● **Work instructions**: Can you write out every one of the items below again, requests included, multiplying each point coordinate in the answer outlines by 0.4 and rounding to whole numbers with halves going up? Keep the numbers in the requests and their layout samples as they are.
================
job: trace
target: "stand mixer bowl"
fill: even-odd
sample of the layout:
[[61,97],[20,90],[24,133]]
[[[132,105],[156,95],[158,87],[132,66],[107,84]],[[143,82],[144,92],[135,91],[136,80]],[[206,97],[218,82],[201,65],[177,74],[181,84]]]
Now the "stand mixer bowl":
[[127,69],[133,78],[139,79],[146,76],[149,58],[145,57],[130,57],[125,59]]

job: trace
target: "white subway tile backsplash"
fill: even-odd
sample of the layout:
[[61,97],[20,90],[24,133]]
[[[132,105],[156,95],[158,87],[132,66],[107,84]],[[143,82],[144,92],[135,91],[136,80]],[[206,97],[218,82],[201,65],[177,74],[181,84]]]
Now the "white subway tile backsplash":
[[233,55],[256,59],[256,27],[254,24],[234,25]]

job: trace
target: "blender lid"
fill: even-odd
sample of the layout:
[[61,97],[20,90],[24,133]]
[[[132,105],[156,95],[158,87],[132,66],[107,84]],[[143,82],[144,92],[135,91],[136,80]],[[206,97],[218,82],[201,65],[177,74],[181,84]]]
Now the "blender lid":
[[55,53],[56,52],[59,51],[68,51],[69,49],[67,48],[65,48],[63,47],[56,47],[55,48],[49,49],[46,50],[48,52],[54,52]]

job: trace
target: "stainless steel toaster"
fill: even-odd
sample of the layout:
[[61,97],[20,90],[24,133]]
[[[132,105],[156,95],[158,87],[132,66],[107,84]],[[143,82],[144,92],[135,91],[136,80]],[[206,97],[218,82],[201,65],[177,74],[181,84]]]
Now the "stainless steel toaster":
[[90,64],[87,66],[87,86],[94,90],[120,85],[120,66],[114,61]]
================
● **Task solution**:
job: trace
target: "stand mixer bowl"
fill: even-odd
sample of the layout:
[[61,97],[20,90],[24,133]]
[[[132,105],[156,95],[158,87],[132,66],[107,84]],[[143,82],[144,92],[135,91],[136,80]],[[206,97],[218,82],[201,65],[177,74],[181,84]]]
Now the "stand mixer bowl":
[[51,28],[53,31],[56,32],[58,30],[60,23],[58,23],[52,23],[50,24]]

job: trace
target: "white subway tile backsplash"
fill: even-odd
sample of the layout:
[[61,97],[20,90],[24,133]]
[[[132,105],[156,95],[158,87],[132,66],[107,84]],[[143,82],[144,92],[135,91],[136,80]],[[206,97],[218,82],[201,65],[177,74],[181,84]]]
Now the "white subway tile backsplash":
[[93,22],[102,24],[102,11],[102,10],[94,10]]

job: trace
target: "blender lid"
fill: even-odd
sample of the layout:
[[61,97],[20,90],[24,133]]
[[[132,105],[156,95],[158,87],[132,66],[107,84]],[[143,82],[144,92],[135,91],[136,80]],[[206,97],[218,82],[201,65],[177,74],[181,84]]]
Now the "blender lid":
[[22,21],[22,21],[24,20],[27,20],[28,20],[27,19],[26,19],[25,19],[22,19],[22,19],[20,20],[18,20],[19,21],[22,21]]

job: trace
target: "stainless steel toaster"
fill: even-odd
sample of the layout:
[[61,97],[20,90],[24,133]]
[[[132,105],[156,95],[158,87],[132,66],[107,84]],[[143,82],[144,92],[135,91],[136,80]],[[206,97],[218,82],[201,65],[177,74],[181,84]]]
Now the "stainless steel toaster":
[[36,26],[35,26],[35,34],[38,36],[48,34],[48,26],[46,24]]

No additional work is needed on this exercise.